(Contoh deteksi)
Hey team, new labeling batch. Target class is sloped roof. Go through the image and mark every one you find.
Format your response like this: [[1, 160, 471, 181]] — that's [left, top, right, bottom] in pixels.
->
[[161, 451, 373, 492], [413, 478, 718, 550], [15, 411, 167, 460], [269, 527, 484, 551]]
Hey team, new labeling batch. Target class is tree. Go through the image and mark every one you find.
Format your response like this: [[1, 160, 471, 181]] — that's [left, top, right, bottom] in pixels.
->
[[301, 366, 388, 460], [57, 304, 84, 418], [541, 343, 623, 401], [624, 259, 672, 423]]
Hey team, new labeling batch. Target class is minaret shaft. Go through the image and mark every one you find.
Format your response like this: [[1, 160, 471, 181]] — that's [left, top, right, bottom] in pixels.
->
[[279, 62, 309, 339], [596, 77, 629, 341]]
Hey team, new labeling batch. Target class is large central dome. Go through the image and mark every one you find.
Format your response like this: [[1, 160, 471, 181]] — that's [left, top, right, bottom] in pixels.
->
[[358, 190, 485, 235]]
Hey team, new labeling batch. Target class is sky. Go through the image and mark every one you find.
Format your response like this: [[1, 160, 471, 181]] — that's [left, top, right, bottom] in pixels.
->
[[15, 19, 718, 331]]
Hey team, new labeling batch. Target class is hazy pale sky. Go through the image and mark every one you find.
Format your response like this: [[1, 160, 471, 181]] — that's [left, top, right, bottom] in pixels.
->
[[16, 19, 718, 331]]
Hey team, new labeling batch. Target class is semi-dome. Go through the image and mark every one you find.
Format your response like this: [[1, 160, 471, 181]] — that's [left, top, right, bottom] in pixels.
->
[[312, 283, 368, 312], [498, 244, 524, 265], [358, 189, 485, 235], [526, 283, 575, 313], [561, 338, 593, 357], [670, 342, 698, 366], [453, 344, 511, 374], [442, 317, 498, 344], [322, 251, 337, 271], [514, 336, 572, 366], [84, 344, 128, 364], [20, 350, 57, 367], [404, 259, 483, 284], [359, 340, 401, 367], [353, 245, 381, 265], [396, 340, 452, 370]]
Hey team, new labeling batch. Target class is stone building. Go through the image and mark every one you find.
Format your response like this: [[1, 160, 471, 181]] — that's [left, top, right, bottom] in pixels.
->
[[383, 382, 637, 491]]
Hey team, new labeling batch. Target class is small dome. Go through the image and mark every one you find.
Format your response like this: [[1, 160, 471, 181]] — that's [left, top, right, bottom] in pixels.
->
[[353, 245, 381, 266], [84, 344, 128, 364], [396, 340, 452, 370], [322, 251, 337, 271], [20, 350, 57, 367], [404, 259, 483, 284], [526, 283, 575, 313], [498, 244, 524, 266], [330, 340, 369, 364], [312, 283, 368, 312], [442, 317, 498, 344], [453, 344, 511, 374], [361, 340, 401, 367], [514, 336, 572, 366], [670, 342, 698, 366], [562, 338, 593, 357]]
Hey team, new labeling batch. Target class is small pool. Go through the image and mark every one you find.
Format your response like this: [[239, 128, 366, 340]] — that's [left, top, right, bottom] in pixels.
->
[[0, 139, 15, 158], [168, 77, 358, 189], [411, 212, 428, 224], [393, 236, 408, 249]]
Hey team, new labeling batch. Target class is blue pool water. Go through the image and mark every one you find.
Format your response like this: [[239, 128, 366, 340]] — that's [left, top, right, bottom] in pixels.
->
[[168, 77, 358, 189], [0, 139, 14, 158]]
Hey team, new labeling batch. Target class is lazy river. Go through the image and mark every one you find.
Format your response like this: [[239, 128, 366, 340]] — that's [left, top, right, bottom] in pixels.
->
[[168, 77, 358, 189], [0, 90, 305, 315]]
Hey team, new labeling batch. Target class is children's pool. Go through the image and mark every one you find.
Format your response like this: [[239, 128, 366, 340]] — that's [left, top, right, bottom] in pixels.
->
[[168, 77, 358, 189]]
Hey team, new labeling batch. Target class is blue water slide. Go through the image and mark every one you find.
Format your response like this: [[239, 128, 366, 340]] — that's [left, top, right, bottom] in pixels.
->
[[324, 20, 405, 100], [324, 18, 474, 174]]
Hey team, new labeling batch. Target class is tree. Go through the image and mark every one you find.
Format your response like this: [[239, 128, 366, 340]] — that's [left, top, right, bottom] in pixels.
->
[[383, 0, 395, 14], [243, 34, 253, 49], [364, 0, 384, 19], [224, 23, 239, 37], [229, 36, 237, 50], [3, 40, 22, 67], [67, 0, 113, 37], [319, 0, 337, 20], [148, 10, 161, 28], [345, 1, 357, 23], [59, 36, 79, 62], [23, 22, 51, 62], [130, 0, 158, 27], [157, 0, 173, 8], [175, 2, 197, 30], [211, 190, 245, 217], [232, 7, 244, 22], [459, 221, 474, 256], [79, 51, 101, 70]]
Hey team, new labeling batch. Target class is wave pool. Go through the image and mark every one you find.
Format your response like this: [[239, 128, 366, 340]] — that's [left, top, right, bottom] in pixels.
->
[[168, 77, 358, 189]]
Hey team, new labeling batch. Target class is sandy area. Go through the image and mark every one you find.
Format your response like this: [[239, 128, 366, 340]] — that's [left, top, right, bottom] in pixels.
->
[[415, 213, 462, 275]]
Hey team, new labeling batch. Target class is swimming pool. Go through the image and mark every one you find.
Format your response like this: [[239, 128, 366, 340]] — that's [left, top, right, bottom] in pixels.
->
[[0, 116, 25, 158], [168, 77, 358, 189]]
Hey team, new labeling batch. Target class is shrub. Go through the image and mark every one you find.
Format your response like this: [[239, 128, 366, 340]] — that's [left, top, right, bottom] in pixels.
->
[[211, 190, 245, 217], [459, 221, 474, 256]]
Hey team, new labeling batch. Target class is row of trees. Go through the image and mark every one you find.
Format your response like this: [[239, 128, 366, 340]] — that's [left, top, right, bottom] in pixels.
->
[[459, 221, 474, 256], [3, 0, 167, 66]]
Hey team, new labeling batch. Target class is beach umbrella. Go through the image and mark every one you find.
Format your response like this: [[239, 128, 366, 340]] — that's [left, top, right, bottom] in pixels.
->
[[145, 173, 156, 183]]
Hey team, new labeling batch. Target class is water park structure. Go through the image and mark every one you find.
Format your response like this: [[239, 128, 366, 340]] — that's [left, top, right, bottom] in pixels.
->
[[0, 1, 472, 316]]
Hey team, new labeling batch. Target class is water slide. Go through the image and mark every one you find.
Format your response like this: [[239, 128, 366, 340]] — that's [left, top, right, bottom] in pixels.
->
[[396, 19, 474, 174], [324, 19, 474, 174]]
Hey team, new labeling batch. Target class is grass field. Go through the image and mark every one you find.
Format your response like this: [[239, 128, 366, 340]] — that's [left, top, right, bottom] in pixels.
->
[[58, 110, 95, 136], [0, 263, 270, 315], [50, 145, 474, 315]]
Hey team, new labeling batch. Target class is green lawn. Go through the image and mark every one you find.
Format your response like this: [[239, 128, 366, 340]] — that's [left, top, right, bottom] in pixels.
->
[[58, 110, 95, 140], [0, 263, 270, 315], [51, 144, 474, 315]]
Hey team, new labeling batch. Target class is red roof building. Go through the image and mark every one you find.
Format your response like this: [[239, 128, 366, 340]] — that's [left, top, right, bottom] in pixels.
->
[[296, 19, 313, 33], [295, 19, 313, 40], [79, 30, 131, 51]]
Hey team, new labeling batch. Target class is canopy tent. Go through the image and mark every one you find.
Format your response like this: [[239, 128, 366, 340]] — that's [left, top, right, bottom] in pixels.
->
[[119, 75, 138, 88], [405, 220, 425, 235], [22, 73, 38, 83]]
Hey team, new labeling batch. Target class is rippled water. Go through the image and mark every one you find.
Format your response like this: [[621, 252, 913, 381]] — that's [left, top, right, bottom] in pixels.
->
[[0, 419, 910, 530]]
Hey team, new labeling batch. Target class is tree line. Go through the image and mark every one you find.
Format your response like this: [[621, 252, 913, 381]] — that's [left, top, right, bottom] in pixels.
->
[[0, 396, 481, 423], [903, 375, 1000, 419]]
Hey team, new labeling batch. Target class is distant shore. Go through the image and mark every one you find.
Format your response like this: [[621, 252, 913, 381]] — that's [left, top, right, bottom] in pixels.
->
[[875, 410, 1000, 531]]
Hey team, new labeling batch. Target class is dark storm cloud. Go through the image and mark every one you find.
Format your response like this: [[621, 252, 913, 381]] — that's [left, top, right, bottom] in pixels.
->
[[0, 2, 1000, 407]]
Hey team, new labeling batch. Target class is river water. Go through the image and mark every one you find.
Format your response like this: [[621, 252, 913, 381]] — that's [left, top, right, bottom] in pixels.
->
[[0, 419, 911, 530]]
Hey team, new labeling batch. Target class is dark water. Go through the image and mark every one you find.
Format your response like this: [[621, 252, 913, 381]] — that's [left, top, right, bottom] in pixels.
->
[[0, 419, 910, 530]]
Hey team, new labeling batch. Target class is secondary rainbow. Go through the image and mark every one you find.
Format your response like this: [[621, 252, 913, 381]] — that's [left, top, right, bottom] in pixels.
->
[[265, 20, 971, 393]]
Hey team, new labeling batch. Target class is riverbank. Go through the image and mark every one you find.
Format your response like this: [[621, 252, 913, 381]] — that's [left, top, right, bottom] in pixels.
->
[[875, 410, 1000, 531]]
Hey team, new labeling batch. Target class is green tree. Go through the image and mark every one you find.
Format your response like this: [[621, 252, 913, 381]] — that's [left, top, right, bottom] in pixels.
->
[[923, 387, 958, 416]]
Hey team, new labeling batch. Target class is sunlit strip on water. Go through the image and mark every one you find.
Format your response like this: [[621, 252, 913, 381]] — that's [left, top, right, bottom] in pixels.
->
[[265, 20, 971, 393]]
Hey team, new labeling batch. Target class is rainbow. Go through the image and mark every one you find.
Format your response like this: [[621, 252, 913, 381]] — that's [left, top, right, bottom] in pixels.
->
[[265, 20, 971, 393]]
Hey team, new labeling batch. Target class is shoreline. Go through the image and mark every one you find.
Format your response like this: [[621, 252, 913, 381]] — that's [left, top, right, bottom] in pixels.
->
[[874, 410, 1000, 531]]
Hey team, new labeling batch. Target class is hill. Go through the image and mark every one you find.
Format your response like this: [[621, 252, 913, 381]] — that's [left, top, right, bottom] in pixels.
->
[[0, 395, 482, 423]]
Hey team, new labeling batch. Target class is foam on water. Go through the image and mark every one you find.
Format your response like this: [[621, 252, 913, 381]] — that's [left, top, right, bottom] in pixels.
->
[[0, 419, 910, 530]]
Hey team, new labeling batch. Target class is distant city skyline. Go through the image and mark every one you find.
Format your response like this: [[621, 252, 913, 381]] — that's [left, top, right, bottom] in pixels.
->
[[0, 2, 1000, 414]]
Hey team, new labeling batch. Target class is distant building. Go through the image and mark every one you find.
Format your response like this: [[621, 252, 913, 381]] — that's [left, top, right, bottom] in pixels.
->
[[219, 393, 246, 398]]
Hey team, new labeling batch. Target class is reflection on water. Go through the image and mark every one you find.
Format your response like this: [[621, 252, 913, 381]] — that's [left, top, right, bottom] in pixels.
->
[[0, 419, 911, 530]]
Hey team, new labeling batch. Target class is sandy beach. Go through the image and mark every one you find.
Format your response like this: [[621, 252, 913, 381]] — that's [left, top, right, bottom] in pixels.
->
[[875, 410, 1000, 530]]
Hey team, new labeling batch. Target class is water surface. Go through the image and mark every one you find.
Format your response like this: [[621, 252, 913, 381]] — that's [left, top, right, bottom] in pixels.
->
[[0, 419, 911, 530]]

--- TUGAS ANDA ---
Tulis kembali baris-baris mulai dari baris yang memuat "Hey team, new labeling batch. Target class is beach" sampai dengan baris yang memuat "[[0, 1, 472, 316]]", termasuk permintaannya, dan geser setiap koordinat kotak dalam jawaban dengan menambahkan 72 pada tiap angkanya. Angka pada contoh format di dalam permintaan tetap seperti semula.

--- CONTOH PENYELESAIAN ---
Hey team, new labeling batch. Target class is beach umbrella. Go through the image and mark every one you find.
Format your response like this: [[239, 128, 366, 340]] — that's [left, top, right, bottom] in pixels.
->
[[217, 245, 228, 255]]
Hey team, new labeling batch. Target class is water park structure. Go through the image and mark every one you find.
Format your response like this: [[239, 128, 366, 340]] — that's [left, top, right, bottom] in pixels.
->
[[72, 73, 544, 388]]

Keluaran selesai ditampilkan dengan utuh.